The input:

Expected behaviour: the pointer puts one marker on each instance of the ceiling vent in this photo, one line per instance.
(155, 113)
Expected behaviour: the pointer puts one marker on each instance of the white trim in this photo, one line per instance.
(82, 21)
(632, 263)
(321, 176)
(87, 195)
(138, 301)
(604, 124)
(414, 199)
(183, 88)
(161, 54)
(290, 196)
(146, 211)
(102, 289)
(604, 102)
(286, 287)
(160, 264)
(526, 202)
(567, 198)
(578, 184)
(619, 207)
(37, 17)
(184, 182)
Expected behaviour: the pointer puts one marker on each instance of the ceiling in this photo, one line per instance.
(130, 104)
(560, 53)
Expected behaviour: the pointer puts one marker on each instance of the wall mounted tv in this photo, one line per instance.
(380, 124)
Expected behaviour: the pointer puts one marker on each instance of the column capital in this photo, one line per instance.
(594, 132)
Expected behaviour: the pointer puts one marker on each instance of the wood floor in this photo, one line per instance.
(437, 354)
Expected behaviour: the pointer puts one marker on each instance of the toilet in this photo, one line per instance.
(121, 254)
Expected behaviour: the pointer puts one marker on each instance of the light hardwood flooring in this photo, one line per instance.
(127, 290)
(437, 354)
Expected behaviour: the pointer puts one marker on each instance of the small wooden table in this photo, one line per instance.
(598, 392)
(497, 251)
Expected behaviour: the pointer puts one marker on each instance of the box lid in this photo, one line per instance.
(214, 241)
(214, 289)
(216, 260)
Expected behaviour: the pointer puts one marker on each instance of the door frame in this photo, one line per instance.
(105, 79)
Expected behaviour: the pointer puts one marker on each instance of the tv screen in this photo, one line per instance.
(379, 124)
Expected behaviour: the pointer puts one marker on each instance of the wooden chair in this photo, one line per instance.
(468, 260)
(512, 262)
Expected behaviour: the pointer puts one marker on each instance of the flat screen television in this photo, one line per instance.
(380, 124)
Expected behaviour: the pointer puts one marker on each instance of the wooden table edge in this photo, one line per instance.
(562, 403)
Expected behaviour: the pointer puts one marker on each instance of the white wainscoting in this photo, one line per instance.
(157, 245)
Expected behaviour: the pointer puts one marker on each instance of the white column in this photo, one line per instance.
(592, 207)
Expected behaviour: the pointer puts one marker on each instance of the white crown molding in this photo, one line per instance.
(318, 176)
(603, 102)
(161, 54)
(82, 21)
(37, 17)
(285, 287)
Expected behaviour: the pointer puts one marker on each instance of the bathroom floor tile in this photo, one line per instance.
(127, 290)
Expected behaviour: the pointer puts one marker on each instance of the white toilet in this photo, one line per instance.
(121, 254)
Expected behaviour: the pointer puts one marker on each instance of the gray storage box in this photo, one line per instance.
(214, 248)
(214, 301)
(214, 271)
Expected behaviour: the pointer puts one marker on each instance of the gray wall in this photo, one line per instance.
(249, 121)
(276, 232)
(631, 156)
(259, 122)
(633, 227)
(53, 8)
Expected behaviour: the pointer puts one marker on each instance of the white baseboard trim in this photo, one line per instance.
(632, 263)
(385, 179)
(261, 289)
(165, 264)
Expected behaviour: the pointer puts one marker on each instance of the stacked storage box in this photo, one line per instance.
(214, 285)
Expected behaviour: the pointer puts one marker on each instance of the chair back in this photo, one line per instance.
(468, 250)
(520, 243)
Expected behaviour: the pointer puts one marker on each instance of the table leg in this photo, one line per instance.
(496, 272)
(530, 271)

What is required:
Reproduce without alteration the lines above, from the line containing "back in this photo, one line per instance." through the final line, with both of these included.

Solution to this exercise:
Expected behaviour: the pointer puts one marker on each instance of the chair back in this photo, one line per instance.
(468, 250)
(520, 243)
Expected behaviour: the pointer puts one marker on each instance of the table leg in this photo, one line per instance.
(496, 272)
(530, 271)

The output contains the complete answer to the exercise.